» Required work
Every line below that holds the string "query" should be copied.

------

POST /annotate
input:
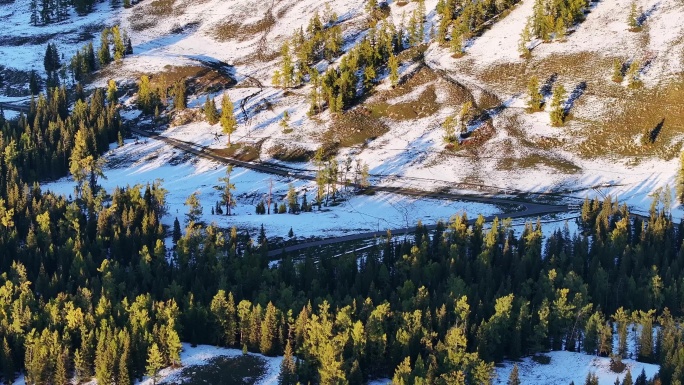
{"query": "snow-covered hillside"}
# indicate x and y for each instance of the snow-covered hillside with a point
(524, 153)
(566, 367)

------

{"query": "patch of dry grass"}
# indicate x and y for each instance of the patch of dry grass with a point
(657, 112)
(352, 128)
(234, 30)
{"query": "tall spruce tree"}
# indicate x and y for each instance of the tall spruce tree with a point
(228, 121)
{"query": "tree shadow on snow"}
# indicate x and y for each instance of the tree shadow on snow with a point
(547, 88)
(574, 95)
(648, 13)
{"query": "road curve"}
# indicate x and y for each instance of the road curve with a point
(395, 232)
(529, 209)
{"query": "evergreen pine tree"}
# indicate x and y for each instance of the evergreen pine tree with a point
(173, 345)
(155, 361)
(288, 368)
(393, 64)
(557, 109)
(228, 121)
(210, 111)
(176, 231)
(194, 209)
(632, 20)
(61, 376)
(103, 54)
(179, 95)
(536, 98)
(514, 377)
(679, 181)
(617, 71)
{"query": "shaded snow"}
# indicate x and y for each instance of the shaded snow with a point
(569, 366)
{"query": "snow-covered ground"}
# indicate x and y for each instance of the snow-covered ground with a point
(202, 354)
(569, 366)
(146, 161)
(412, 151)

------

» Answer to this problem
{"query": "snow-covered hillside"}
{"query": "patch of dry grass"}
{"query": "tall spruce tree"}
{"query": "tree shadow on snow"}
{"query": "road curve"}
{"query": "evergreen pine tree"}
{"query": "shaded snow"}
{"query": "snow-covered ground"}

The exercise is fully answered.